__What is required__
Search the data for the word "black". Reproduce every line where it is found.

__Data under study__
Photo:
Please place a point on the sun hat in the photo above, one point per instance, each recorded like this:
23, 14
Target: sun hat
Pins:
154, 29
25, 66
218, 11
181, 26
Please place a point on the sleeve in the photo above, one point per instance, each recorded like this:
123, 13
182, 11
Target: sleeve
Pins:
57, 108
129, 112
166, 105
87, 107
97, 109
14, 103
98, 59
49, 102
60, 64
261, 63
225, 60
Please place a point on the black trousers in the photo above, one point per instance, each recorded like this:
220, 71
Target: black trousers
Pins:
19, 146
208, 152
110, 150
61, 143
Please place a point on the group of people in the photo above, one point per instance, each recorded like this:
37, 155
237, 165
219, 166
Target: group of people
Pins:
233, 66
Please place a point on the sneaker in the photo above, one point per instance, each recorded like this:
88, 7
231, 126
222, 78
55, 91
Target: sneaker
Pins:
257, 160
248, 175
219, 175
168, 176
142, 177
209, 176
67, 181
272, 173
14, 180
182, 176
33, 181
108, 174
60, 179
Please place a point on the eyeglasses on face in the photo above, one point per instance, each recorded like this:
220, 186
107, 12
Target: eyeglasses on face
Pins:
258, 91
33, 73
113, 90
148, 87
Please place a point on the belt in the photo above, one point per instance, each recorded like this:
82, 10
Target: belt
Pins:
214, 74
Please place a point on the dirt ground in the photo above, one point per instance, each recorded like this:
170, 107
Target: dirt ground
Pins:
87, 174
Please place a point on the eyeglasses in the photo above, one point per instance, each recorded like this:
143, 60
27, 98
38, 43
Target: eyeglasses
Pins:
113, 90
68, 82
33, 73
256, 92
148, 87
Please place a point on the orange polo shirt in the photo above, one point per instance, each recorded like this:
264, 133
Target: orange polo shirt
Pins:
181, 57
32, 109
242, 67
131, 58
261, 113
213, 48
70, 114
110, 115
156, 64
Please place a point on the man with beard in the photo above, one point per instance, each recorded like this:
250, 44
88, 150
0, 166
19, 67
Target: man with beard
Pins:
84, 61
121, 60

__Solution for this problem__
Please place a point on the black trousers in the photo above, one point per instance, each recorded like this:
Target: black trousers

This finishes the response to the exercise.